ECLI:NL:RBOVE:2025:1487

Rechtbank Overijssel

Datum uitspraak
18 maart 2025
Publicatiedatum
19 maart 2025
Zaaknummer
11531986 \ CV EXPL 25-209
Instantie
Rechtbank Overijssel
Type
Uitspraak
Rechtsgebied
Civiel recht
Procedures
  • Kort geding
Rechters
Vindplaatsen
  • Rechtspraak.nl
AI samenvatting door LexboostAutomatisch gegenereerd

Kort geding over het recht van gebruik van een woning na relatiebreuk en de gevolgen van een verkoop

In deze zaak gaat het om een kort geding tussen twee partijen die een relatie hebben gehad tot medio 2022. Partij B, de eigenaar van de woning, heeft de sleutels van de woning vervangen terwijl partij A, die in de woning verbleef, op vakantie was. De kern van het geschil is of partij A recht heeft op toegang tot de woning en of er sprake is van een huurovereenkomst of een tijdelijk gebruiksrecht. De kantonrechter oordeelt dat er een afspraak was dat partij A in de woning mocht blijven tot de verkoop, tegen betaling van de hypotheeklasten. De woning is inmiddels verkocht en de overdracht staat gepland op 1 mei 2025. De kantonrechter beslist dat partij A tot 15 april 2025 in de woning mag blijven om zijn goederen te verhuizen, maar daarna moet hij de woning verlaten. De vorderingen van beide partijen worden deels toegewezen, waarbij partij B wordt veroordeeld tot afgifte van de sleutels en het verschaffen van gebruiksgenot aan partij A, en partij A wordt veroordeeld tot ontruiming van de woning.

Datasetfragmenten:

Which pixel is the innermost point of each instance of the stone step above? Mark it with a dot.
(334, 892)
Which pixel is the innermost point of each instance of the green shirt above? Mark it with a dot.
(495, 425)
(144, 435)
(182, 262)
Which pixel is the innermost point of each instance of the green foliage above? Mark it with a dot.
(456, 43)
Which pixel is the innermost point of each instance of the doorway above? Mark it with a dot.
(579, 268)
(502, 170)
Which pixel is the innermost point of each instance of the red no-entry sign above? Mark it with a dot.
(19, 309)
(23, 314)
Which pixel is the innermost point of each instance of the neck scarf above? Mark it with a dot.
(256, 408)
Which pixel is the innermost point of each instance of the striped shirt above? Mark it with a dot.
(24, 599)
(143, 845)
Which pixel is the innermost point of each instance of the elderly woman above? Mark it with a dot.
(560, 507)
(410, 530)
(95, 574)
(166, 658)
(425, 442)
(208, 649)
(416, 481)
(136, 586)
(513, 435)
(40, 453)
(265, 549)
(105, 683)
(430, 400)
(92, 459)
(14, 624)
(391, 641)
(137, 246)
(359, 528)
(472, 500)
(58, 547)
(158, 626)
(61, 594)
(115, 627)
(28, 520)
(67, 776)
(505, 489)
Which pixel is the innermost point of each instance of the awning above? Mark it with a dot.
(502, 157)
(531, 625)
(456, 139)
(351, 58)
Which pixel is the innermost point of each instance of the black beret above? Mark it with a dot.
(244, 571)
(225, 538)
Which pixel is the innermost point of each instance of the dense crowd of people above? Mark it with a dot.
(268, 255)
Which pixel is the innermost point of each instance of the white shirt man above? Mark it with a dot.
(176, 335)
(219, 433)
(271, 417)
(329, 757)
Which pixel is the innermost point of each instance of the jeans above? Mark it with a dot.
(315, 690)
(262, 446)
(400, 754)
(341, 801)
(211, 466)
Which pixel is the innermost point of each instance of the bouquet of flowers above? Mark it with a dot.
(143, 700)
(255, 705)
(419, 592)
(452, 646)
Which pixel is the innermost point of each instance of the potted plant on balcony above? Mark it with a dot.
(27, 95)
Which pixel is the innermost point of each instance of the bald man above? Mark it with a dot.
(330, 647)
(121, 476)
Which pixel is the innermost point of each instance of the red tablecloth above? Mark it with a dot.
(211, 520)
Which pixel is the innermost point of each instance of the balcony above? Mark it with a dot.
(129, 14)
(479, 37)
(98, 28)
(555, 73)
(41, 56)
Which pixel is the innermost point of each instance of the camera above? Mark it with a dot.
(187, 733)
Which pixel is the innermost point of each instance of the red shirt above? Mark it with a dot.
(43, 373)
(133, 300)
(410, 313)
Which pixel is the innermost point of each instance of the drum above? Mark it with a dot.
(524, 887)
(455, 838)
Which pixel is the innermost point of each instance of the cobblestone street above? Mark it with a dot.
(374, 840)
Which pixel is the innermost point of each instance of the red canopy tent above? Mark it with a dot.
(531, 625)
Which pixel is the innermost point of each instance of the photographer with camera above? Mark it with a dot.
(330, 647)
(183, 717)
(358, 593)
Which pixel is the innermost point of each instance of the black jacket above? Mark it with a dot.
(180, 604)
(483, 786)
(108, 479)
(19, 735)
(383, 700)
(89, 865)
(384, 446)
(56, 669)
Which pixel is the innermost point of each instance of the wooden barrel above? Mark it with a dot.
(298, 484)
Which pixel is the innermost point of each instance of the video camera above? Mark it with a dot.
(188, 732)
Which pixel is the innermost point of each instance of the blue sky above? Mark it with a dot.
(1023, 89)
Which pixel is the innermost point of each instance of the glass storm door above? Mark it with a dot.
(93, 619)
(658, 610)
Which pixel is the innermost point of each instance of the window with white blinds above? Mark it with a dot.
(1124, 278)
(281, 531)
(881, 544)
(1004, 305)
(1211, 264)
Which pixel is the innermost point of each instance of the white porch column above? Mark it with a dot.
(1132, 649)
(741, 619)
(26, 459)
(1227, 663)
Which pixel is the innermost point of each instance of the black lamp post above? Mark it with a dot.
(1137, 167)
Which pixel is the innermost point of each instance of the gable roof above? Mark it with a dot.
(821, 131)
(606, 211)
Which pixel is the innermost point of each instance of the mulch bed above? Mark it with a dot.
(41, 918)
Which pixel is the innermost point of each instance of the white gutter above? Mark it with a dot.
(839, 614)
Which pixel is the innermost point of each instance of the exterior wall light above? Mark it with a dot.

Opdracht:
Geef de uitspraak over het gebruik van de woning na de relatiebreuk volledig en ongewijzigd weer.

Oplossing:
ECLI:NL:RBOVE:2025:1487

Rechtbank Overijssel

Datum uitspraak
18 maart 2025
Publicatiedatum
19 maart 2025
Zaaknummer
11531986 \ CV EXPL 25-209
Instantie
Rechtbank Overijssel
Type
Uitspraak
Rechtsgebied
Civiel recht
Procedures
  • Kort geding
Rechters
Vindplaatsen
  • Rechtspraak.nl
AI samenvatting door LexboostAutomatisch gegenereerd

Kort geding over het recht van gebruik van een woning na relatiebreuk en de gevolgen van een verkoop

In deze zaak gaat het om een kort geding tussen twee partijen die een relatie hebben gehad tot medio 2022. Partij B, de eigenaar van de woning, heeft de sleutels van de woning vervangen terwijl partij A, die in de woning verbleef, op vakantie was. De kern van het geschil is of partij A recht heeft op toegang tot de woning en of er sprake is van een huurovereenkomst of een tijdelijk gebruiksrecht. De kantonrechter oordeelt dat er een afspraak was dat partij A in de woning mocht blijven tot de verkoop, tegen betaling van de hypotheeklasten. De woning is inmiddels verkocht en de overdracht staat gepland op 1 mei 2025. De kantonrechter beslist dat partij A tot 15 april 2025 in de woning mag blijven om zijn goederen te verhuizen, maar daarna moet hij de woning verlaten. De vorderingen van beide partijen worden deels toegewezen, waarbij partij B wordt veroordeeld tot afgifte van de sleutels en het verschaffen van gebruiksgenot aan partij A, en partij A wordt veroordeeld tot ontruiming van de woning.